▶ [Work to be completed]:
Return, word for word, the lines of the rows below, starting at the line that contains "Please pin the partially" and ending at the final line of the rows.

# Start of Recorded data

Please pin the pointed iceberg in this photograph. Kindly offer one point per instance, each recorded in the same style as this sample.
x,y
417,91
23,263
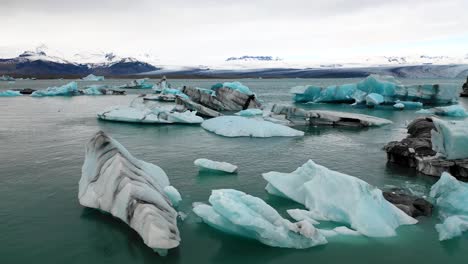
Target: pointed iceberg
x,y
334,196
240,214
132,190
238,126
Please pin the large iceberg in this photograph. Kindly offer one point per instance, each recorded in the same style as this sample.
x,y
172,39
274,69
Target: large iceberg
x,y
215,165
69,89
450,138
455,110
238,126
132,190
147,115
9,93
451,196
93,77
386,86
237,213
334,196
297,116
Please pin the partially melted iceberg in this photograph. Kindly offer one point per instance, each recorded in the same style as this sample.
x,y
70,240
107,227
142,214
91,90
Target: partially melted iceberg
x,y
238,126
69,89
146,115
215,165
450,138
237,213
451,196
334,196
386,86
132,190
9,93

# End of Recorded data

▶ [Answer to the task]:
Please pin the partially melted iceberg in this photograph. Kindly offer one point per instance, each recorded in the same style as this sample.
x,y
70,240
107,227
142,214
91,90
Target: partially melted iceberg
x,y
238,126
69,89
146,115
215,165
450,138
237,213
451,196
334,196
386,86
132,190
9,93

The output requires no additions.